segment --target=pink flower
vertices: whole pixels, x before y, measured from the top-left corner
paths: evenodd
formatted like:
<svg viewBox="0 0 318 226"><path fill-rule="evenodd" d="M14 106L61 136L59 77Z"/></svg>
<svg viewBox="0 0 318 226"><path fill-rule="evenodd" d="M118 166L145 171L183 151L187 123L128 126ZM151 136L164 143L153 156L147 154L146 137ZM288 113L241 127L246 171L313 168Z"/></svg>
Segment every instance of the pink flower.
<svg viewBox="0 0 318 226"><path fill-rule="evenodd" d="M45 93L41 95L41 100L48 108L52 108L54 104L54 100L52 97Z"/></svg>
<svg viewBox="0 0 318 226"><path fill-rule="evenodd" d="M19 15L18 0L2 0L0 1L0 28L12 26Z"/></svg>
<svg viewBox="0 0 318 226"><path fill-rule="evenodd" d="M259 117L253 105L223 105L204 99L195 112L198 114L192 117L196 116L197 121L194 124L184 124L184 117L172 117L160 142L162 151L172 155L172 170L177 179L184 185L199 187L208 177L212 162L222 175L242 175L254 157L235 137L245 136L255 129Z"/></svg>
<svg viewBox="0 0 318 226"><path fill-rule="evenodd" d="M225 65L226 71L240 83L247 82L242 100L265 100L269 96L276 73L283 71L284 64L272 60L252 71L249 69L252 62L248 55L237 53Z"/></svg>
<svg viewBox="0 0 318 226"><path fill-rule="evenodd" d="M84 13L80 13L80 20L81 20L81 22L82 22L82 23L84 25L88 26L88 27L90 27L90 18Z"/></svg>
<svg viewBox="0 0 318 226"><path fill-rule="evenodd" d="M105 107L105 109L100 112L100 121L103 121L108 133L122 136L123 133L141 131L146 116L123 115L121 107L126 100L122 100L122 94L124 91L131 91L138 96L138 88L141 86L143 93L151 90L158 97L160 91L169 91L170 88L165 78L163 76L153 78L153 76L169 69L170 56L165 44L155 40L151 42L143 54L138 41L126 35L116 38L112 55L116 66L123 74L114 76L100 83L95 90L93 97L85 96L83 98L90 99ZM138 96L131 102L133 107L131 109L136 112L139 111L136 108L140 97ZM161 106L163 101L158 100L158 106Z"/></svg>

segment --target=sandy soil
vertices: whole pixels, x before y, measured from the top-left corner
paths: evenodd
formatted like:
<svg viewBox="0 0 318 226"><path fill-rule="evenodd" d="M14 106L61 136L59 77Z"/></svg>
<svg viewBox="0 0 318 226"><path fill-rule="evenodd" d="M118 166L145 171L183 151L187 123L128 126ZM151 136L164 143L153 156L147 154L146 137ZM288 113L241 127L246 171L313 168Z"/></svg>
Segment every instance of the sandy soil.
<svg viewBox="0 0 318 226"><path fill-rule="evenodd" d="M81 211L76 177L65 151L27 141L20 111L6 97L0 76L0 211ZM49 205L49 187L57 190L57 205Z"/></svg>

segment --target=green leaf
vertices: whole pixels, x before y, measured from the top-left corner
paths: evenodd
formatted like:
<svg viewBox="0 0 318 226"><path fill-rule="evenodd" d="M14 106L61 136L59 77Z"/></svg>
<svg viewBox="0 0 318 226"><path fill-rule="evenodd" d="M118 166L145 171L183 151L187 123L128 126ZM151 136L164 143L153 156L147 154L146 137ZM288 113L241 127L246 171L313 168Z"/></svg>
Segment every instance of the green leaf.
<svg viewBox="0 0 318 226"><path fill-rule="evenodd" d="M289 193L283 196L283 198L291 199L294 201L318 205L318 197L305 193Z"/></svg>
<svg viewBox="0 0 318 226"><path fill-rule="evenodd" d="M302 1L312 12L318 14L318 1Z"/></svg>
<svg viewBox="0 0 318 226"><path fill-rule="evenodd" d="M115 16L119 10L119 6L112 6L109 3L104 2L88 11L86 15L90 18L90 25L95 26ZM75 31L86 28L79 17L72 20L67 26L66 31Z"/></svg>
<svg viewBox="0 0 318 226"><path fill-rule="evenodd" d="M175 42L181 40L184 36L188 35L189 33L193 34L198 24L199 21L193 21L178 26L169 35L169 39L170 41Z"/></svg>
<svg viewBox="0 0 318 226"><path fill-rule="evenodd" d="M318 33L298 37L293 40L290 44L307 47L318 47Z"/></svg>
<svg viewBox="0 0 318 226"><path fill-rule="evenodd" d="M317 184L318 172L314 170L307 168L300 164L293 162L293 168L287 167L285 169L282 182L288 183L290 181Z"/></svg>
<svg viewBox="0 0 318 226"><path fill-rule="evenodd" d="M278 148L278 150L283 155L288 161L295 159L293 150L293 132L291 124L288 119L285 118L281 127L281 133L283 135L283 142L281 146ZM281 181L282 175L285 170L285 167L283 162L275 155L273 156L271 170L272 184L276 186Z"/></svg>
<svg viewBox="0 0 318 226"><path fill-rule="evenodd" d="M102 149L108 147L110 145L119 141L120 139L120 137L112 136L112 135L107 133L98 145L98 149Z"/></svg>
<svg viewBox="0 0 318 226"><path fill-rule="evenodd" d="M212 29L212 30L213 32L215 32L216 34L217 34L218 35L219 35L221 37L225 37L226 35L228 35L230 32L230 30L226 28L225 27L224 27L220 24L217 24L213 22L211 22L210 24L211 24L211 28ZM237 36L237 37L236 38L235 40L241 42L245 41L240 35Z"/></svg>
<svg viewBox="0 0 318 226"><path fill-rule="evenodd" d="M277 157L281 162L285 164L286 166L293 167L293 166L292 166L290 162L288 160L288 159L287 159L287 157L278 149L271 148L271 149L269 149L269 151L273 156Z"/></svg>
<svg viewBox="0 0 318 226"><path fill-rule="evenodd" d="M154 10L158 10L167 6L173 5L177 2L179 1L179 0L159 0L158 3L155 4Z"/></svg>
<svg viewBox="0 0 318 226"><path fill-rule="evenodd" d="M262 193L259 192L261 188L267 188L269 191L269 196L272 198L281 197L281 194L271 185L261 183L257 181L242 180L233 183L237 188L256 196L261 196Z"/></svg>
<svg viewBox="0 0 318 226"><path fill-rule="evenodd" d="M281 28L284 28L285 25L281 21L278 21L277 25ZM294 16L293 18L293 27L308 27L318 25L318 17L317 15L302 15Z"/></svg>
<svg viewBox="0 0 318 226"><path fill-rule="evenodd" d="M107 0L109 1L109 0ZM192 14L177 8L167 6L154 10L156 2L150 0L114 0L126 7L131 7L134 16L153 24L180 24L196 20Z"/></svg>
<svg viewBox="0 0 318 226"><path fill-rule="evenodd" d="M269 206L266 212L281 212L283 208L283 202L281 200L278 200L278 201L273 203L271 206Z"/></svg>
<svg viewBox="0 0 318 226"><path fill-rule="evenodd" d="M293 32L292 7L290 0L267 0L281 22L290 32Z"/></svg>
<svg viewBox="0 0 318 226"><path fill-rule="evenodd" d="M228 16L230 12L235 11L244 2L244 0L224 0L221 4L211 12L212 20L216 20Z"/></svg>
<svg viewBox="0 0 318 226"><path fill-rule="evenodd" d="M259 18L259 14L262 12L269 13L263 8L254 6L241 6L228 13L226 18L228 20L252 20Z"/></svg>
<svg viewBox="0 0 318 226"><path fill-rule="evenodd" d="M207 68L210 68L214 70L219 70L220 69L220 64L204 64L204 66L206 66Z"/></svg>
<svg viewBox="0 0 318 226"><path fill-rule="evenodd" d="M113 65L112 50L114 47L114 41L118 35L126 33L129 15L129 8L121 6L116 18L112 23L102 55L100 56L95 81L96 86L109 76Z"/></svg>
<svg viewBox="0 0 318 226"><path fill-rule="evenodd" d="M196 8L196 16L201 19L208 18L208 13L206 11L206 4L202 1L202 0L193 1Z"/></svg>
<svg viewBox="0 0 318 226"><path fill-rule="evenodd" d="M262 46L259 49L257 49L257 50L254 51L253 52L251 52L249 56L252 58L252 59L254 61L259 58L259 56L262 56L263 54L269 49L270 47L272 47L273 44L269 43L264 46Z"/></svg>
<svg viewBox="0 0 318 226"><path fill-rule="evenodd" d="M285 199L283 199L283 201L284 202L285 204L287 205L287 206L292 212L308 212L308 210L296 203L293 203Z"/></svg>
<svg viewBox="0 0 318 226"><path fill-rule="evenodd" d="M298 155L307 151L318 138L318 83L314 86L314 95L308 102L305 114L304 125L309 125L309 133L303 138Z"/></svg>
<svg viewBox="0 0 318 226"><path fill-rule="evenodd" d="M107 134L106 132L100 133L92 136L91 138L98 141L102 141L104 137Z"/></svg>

-- WHAT THE EXERCISE ASKS --
Reproduce the entries above word for word, beginning with the line that contains "segment --target=green leaf" and ending after the line that contains "149L108 147L110 145L119".

-- SOLUTION FOR THIS PROBLEM --
segment --target=green leaf
vertices: whole pixels, x before y, measured from the top-left corner
paths: evenodd
formatted like:
<svg viewBox="0 0 318 226"><path fill-rule="evenodd" d="M14 106L61 136L59 77Z"/></svg>
<svg viewBox="0 0 318 226"><path fill-rule="evenodd" d="M118 166L145 171L183 151L187 123L128 126ZM151 136L164 143L153 156L147 154L146 137ZM288 113L241 127L246 171L313 168Z"/></svg>
Segment every instance of the green leaf.
<svg viewBox="0 0 318 226"><path fill-rule="evenodd" d="M289 193L283 196L283 198L291 199L294 201L318 205L318 197L305 193Z"/></svg>
<svg viewBox="0 0 318 226"><path fill-rule="evenodd" d="M302 1L312 12L318 14L318 1Z"/></svg>
<svg viewBox="0 0 318 226"><path fill-rule="evenodd" d="M115 16L119 10L119 6L112 6L109 3L104 2L88 11L86 15L90 18L90 25L95 26ZM75 31L86 28L79 17L72 20L67 26L66 31Z"/></svg>
<svg viewBox="0 0 318 226"><path fill-rule="evenodd" d="M175 42L181 40L184 36L188 35L189 33L193 34L198 24L199 21L193 21L178 26L169 35L169 39L170 41Z"/></svg>
<svg viewBox="0 0 318 226"><path fill-rule="evenodd" d="M318 33L298 37L293 40L290 44L307 47L318 47Z"/></svg>
<svg viewBox="0 0 318 226"><path fill-rule="evenodd" d="M317 184L318 172L314 170L307 168L300 164L293 162L293 168L287 167L285 169L282 182L288 183L290 181Z"/></svg>
<svg viewBox="0 0 318 226"><path fill-rule="evenodd" d="M278 148L278 150L283 155L288 161L295 159L293 150L293 132L291 124L288 119L285 118L281 127L281 133L283 135L283 142L281 146ZM281 181L282 175L285 170L285 167L283 162L275 155L273 156L271 170L272 184L276 186Z"/></svg>
<svg viewBox="0 0 318 226"><path fill-rule="evenodd" d="M102 149L108 147L110 145L119 141L120 139L120 137L112 136L112 135L107 133L98 145L98 149Z"/></svg>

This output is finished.